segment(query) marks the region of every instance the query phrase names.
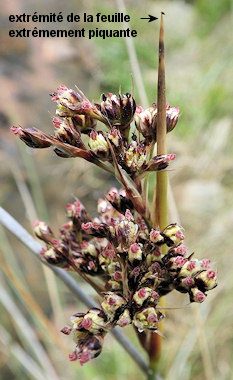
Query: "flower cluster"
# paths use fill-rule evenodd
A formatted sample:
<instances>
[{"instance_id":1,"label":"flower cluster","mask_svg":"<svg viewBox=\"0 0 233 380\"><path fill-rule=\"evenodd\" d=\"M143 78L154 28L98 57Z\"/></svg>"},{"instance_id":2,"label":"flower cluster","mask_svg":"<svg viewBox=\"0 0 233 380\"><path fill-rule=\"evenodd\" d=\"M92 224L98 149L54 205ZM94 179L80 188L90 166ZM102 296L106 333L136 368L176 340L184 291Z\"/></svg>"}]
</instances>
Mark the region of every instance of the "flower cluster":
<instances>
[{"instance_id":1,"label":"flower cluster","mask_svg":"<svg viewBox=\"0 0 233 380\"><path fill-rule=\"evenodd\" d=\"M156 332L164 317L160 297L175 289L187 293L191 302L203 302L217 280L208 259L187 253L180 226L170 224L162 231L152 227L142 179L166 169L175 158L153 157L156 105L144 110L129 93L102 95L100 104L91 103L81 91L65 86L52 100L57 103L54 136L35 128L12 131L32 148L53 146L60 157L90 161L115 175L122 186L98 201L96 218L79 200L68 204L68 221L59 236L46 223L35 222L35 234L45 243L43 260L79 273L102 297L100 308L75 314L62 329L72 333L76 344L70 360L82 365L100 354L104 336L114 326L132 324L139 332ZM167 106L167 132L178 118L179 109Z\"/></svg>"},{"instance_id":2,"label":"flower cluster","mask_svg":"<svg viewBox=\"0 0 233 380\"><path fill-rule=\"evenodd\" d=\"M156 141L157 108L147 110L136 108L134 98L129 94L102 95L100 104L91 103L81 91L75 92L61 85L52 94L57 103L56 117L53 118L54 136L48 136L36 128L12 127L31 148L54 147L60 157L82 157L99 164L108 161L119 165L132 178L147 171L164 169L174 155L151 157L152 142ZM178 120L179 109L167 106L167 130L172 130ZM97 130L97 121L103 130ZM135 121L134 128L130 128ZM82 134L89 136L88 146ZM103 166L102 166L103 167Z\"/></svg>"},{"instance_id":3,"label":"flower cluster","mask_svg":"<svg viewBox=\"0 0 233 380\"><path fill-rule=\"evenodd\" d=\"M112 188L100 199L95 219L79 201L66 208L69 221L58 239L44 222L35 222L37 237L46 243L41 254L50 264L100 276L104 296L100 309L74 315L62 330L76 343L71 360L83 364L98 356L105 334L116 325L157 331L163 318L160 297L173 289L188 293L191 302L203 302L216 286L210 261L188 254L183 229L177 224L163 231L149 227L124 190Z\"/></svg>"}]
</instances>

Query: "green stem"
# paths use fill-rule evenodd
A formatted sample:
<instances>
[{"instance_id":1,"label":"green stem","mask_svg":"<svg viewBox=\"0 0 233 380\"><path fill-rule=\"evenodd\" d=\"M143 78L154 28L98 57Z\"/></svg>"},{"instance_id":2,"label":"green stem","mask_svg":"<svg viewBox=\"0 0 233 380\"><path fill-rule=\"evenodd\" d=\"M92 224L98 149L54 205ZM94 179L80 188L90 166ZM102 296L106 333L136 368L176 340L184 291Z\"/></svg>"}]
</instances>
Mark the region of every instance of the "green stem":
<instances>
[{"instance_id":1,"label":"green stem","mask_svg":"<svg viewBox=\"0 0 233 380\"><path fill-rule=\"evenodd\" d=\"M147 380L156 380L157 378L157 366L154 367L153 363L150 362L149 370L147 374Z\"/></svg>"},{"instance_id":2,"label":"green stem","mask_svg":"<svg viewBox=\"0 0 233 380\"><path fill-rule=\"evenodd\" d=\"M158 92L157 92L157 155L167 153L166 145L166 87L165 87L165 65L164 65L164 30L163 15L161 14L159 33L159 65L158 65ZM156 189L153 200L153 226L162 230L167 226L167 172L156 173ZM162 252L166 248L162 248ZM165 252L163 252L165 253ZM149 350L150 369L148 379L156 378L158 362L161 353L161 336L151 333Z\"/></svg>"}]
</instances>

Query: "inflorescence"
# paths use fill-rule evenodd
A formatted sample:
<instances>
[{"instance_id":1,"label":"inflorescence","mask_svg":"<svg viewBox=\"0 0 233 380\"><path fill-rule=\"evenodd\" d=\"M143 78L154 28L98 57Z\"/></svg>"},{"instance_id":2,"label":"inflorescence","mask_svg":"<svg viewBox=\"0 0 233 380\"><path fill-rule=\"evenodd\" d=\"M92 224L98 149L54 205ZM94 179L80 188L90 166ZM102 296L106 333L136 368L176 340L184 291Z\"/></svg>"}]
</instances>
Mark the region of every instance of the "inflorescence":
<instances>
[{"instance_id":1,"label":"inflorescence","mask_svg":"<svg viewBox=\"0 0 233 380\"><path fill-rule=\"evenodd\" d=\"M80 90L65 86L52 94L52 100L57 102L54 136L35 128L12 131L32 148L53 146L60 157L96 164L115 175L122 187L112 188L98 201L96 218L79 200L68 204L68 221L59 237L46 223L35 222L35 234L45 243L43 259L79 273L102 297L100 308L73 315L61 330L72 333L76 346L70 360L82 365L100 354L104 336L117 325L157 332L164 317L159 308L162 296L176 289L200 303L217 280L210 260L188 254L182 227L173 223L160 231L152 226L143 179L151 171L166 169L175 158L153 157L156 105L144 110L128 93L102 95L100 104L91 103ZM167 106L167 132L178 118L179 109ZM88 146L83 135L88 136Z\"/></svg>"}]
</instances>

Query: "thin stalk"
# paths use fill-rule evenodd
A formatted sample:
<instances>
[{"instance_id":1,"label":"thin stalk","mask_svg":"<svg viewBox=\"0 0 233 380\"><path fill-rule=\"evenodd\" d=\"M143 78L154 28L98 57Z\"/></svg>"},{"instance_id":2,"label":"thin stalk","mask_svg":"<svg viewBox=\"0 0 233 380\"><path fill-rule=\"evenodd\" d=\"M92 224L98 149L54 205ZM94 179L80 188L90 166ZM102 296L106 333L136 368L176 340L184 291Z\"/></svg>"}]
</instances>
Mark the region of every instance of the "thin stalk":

▸ **Task item**
Every entry is to be reproduced word for word, and no image is carried over.

▸ **Worked solution**
segment(query) marks the region of every instance the query phrase names.
Query: "flower cluster"
# paths use fill-rule evenodd
A formatted sample:
<instances>
[{"instance_id":1,"label":"flower cluster","mask_svg":"<svg viewBox=\"0 0 233 380\"><path fill-rule=\"evenodd\" d=\"M143 78L154 28L98 57Z\"/></svg>"},{"instance_id":2,"label":"flower cluster","mask_svg":"<svg viewBox=\"0 0 233 380\"><path fill-rule=\"evenodd\" d=\"M92 224L98 149L54 205ZM94 179L80 188L90 166ZM102 296L106 333L136 368L176 340L184 291Z\"/></svg>"}]
</instances>
Mark the region of every instance of the "flower cluster":
<instances>
[{"instance_id":1,"label":"flower cluster","mask_svg":"<svg viewBox=\"0 0 233 380\"><path fill-rule=\"evenodd\" d=\"M156 332L164 317L160 297L175 289L187 293L191 302L203 302L217 280L208 259L187 253L180 226L170 224L162 231L152 227L142 179L166 169L175 158L153 157L156 105L144 110L129 93L102 95L100 104L91 103L81 91L65 86L52 100L57 103L54 136L35 128L12 131L32 148L53 146L60 157L90 161L115 175L122 186L98 201L96 218L79 200L68 204L68 221L59 236L46 223L35 222L35 234L45 243L43 260L79 273L102 297L100 308L75 314L62 329L72 333L76 344L70 360L82 365L100 354L104 336L114 326L132 324L139 332ZM167 106L167 132L178 118L179 109Z\"/></svg>"},{"instance_id":2,"label":"flower cluster","mask_svg":"<svg viewBox=\"0 0 233 380\"><path fill-rule=\"evenodd\" d=\"M156 141L157 108L147 110L136 108L134 98L129 94L102 95L100 104L91 103L81 91L75 92L61 85L52 94L57 103L56 117L53 118L54 136L48 136L36 128L12 127L31 148L54 147L60 157L82 157L99 164L108 161L119 165L132 178L147 171L164 169L174 155L151 157L152 142ZM178 120L179 109L167 106L167 130L172 130ZM97 130L97 121L103 130ZM135 121L134 128L130 128ZM82 134L89 136L88 146ZM103 166L102 166L103 167Z\"/></svg>"},{"instance_id":3,"label":"flower cluster","mask_svg":"<svg viewBox=\"0 0 233 380\"><path fill-rule=\"evenodd\" d=\"M112 188L100 199L95 219L79 201L66 208L69 221L58 239L44 222L35 222L37 237L46 243L41 254L50 264L100 276L104 296L100 309L74 315L62 330L76 343L71 360L83 364L98 356L105 334L116 325L157 331L163 318L160 297L173 289L188 293L191 302L203 302L216 286L210 261L188 254L183 229L177 224L163 231L149 227L124 190Z\"/></svg>"}]
</instances>

Query: "green stem"
# paths use fill-rule evenodd
A formatted sample:
<instances>
[{"instance_id":1,"label":"green stem","mask_svg":"<svg viewBox=\"0 0 233 380\"><path fill-rule=\"evenodd\" d=\"M143 78L154 28L98 57Z\"/></svg>"},{"instance_id":2,"label":"green stem","mask_svg":"<svg viewBox=\"0 0 233 380\"><path fill-rule=\"evenodd\" d=\"M92 224L98 149L54 205ZM94 179L80 188L90 166ZM102 296L106 333L136 368L176 340L184 291Z\"/></svg>"}]
</instances>
Mark the region of every instance of the "green stem":
<instances>
[{"instance_id":1,"label":"green stem","mask_svg":"<svg viewBox=\"0 0 233 380\"><path fill-rule=\"evenodd\" d=\"M147 380L156 380L157 378L157 366L154 367L153 363L150 362L149 370L147 374Z\"/></svg>"},{"instance_id":2,"label":"green stem","mask_svg":"<svg viewBox=\"0 0 233 380\"><path fill-rule=\"evenodd\" d=\"M158 92L157 92L157 155L167 153L166 145L166 87L165 87L165 65L164 65L164 30L163 15L161 14L159 33L159 65L158 65ZM156 189L153 200L153 226L162 230L167 226L167 172L156 173ZM162 252L166 248L162 248ZM165 252L163 252L165 253ZM149 350L150 369L148 379L156 378L158 362L161 353L161 336L151 333Z\"/></svg>"}]
</instances>

Query: "inflorescence"
# paths use fill-rule evenodd
A formatted sample:
<instances>
[{"instance_id":1,"label":"inflorescence","mask_svg":"<svg viewBox=\"0 0 233 380\"><path fill-rule=\"evenodd\" d=\"M143 78L154 28L98 57Z\"/></svg>"},{"instance_id":2,"label":"inflorescence","mask_svg":"<svg viewBox=\"0 0 233 380\"><path fill-rule=\"evenodd\" d=\"M92 224L98 149L54 205ZM94 179L80 188L90 166ZM102 296L106 333L136 368L176 340L184 291Z\"/></svg>"}]
</instances>
Mark the region of every instance of the "inflorescence":
<instances>
[{"instance_id":1,"label":"inflorescence","mask_svg":"<svg viewBox=\"0 0 233 380\"><path fill-rule=\"evenodd\" d=\"M80 90L65 86L52 94L52 100L57 102L54 136L35 128L12 131L32 148L53 146L60 157L96 164L115 175L122 187L112 188L98 201L96 218L79 200L68 204L68 221L59 237L46 223L35 222L35 234L45 243L43 259L79 273L102 297L100 308L73 315L61 330L72 333L76 346L70 360L82 365L100 354L104 336L117 325L157 332L164 317L159 308L162 296L176 289L200 303L217 280L210 260L188 254L182 227L173 223L160 231L152 226L143 179L151 171L166 169L175 158L153 157L156 105L144 110L128 93L102 95L100 104L91 103ZM167 106L167 132L178 118L179 109ZM88 146L83 135L88 136Z\"/></svg>"}]
</instances>

Query: "thin stalk"
# paths use fill-rule evenodd
A formatted sample:
<instances>
[{"instance_id":1,"label":"thin stalk","mask_svg":"<svg viewBox=\"0 0 233 380\"><path fill-rule=\"evenodd\" d=\"M143 78L154 28L98 57Z\"/></svg>"},{"instance_id":2,"label":"thin stalk","mask_svg":"<svg viewBox=\"0 0 233 380\"><path fill-rule=\"evenodd\" d=\"M92 224L98 149L54 205ZM94 179L80 188L90 166ZM102 296L106 333L136 368L176 340L184 291Z\"/></svg>"}]
</instances>
Mark the region of every instance of the "thin stalk":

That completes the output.